▸ What you will do
Please copy each line of the data that includes the string "windshield".

[Collected data]
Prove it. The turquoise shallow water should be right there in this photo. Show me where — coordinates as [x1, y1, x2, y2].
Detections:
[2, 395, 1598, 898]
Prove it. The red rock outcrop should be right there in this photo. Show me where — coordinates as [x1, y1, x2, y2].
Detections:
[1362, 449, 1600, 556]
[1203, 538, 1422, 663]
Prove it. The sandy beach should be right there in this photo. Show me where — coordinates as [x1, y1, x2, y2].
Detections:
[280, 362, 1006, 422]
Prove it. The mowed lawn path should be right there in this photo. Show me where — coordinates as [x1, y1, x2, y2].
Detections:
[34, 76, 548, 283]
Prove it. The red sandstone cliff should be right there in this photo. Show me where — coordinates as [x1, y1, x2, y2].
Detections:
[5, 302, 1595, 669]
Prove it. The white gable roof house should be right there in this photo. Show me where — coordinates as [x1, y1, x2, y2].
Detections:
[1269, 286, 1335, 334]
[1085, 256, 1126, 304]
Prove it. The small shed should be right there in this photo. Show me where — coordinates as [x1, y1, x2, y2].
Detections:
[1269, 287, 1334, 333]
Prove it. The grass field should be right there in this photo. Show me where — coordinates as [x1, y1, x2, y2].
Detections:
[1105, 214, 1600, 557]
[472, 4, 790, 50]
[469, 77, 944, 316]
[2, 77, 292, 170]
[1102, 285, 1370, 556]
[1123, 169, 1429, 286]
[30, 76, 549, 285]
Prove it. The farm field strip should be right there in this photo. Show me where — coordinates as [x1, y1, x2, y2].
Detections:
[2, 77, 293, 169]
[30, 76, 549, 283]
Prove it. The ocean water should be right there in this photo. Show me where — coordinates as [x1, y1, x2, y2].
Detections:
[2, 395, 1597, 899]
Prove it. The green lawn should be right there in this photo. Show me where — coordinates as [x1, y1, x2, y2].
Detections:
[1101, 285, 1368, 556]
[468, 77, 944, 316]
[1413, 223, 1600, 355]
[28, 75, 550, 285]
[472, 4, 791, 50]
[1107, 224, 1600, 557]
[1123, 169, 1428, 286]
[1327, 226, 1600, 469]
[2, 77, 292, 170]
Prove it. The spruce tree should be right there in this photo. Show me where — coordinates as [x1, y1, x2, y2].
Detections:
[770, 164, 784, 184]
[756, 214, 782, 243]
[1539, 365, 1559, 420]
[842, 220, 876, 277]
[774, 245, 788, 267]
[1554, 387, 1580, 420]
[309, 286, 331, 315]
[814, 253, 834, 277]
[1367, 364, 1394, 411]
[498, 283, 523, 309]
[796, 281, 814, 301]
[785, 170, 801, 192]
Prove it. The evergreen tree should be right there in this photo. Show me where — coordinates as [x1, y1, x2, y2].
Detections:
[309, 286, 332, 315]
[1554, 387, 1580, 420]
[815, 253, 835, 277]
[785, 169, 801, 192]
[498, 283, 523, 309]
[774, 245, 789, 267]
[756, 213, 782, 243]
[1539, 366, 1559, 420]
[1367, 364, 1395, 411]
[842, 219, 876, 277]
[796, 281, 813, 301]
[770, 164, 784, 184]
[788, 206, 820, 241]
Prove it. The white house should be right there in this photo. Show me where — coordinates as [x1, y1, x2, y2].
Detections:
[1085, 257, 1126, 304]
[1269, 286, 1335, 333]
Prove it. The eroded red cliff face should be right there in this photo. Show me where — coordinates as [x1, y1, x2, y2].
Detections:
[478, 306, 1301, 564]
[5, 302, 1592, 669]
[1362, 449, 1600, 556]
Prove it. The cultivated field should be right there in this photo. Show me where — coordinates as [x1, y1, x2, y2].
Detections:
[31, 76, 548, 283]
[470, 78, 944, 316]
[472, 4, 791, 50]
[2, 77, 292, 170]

...

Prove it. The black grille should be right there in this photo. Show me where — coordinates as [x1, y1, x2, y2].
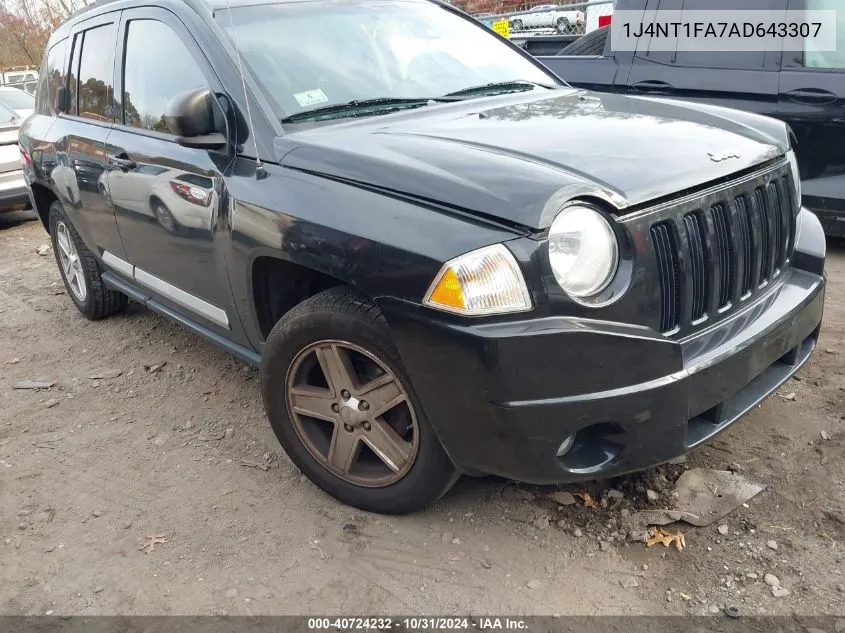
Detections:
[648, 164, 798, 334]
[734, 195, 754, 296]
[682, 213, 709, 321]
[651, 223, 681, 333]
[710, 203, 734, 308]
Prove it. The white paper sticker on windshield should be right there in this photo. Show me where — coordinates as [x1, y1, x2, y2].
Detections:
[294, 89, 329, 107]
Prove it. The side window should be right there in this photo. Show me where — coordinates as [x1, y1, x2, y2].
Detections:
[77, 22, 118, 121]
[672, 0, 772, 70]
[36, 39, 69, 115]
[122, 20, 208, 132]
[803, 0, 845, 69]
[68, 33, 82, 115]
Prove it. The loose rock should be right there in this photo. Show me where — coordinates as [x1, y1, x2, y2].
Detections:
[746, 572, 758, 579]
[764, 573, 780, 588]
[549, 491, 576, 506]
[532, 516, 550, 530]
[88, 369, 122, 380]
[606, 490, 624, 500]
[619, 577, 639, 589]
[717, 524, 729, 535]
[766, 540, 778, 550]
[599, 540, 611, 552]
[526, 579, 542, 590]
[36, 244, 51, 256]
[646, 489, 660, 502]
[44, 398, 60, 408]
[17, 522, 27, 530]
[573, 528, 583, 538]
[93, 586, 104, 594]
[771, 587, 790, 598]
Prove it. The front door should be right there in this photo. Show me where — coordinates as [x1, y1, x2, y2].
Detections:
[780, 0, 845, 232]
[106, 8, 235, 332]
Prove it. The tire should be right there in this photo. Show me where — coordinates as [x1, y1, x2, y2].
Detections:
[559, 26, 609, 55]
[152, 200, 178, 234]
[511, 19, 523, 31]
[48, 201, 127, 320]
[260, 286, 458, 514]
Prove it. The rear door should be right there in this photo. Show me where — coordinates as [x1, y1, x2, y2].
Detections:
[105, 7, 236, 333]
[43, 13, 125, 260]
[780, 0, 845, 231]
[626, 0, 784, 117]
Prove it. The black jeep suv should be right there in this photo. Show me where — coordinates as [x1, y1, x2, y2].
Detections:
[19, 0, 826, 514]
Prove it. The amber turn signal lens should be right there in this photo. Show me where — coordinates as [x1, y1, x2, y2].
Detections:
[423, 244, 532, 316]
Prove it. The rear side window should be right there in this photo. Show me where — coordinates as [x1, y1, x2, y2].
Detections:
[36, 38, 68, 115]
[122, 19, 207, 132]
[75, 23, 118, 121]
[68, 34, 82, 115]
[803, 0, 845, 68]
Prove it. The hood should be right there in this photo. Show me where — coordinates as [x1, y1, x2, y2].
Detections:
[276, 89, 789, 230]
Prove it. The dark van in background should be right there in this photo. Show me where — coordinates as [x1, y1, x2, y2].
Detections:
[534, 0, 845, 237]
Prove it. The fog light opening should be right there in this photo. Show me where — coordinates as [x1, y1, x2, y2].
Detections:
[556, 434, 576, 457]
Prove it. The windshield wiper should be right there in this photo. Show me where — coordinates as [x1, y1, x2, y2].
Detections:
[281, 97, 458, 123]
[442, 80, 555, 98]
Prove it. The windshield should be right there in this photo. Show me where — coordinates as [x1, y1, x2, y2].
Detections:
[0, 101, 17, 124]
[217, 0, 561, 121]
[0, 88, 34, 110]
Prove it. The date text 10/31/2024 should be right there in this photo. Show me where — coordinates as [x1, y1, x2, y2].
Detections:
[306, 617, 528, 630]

▸ Written solution
Prove it. The white paper sticker on windshield should be right there in this photo. Show me where — coordinates as [x1, y1, x2, y2].
Prove it. The windshield wiper should be right there in this photo. Show me where — coordinates as [x1, y1, x2, y2].
Prove it. The windshield should be right there in this photo. Show me where — coordinates as [x1, y1, x2, y2].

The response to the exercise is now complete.